Problem requirements >>
Each record below is to be output with no change at all.

Data extract >>
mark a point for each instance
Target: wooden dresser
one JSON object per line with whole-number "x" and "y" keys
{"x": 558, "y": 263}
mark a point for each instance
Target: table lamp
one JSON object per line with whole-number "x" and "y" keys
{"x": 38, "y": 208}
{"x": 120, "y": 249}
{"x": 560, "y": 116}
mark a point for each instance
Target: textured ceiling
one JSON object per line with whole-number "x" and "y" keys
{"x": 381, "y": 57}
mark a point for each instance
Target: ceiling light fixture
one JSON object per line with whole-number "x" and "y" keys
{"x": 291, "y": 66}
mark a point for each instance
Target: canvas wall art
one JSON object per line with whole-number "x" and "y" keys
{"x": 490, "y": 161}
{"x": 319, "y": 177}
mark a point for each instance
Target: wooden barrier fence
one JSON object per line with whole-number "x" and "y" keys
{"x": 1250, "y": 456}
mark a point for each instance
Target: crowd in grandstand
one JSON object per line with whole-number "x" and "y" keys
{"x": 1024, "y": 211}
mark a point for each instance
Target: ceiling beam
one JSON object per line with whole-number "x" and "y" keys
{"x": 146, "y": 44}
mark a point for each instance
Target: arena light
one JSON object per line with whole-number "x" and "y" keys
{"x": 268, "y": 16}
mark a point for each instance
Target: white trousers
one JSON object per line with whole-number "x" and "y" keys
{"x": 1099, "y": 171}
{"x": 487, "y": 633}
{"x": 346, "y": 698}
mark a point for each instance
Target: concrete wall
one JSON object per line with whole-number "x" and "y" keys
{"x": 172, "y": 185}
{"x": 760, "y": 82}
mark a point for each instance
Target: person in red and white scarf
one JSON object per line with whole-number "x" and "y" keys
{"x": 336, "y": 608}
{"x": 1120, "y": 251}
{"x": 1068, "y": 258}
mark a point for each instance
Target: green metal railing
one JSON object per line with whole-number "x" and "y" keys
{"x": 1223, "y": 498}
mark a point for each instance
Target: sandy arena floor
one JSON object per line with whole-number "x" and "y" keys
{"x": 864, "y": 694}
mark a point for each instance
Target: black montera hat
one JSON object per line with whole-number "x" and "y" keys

Solution to the problem >>
mark a point for each instance
Target: wooden dresser
one JSON object per line with whole-number "x" and "y" keys
{"x": 558, "y": 263}
mark a point for each instance
Target: table lamp
one JSON object per line with whole-number "x" and "y" keys
{"x": 38, "y": 208}
{"x": 120, "y": 249}
{"x": 560, "y": 116}
mark a point for each instance
Target: textured ceiling
one JSON object per line with whole-number "x" and "y" keys
{"x": 381, "y": 57}
mark a point for each instance
Target: ceiling light fixture
one JSON object per line with whole-number "x" and "y" keys
{"x": 291, "y": 66}
mark a point for each instance
Target: canvas wall art
one JSON object per line with whole-number "x" and "y" keys
{"x": 490, "y": 161}
{"x": 319, "y": 177}
mark a point for each instance
Target: wooden barrier fence
one JSON object per line with whole-number "x" and "y" keys
{"x": 1250, "y": 456}
mark a point for each instance
Target: crowd in grandstand
one JSON object per line with whole-number "x" and "y" keys
{"x": 1024, "y": 211}
mark a point for each instance
Target: ceiling beam
one JSON object per line with whole-number "x" and "y" keys
{"x": 146, "y": 44}
mark a point for each instance
Target: arena light
one JSON object per line with whole-number "x" and "y" keys
{"x": 268, "y": 16}
mark a point for each instance
Target: white trousers
one JSON object per line with whole-number "x" and "y" keys
{"x": 1099, "y": 171}
{"x": 487, "y": 633}
{"x": 346, "y": 698}
mark a point for each instance
Target: concrete wall
one JSON object per line with whole-number "x" and "y" keys
{"x": 172, "y": 185}
{"x": 760, "y": 82}
mark a point for each instance
Target: person in red and white scarf
one JSON object per line with whole-number "x" and "y" keys
{"x": 336, "y": 608}
{"x": 1120, "y": 251}
{"x": 1068, "y": 258}
mark a point for each instance
Target: green metal railing
one JSON object per line with whole-number "x" and "y" keys
{"x": 1223, "y": 498}
mark a point for each instance
Target: sandy arena floor
one JSON object per line with whole-number "x" and "y" keys
{"x": 864, "y": 694}
mark a point for each instance
Target: black montera hat
one JSON object per line with whole-number "x" and "y" keys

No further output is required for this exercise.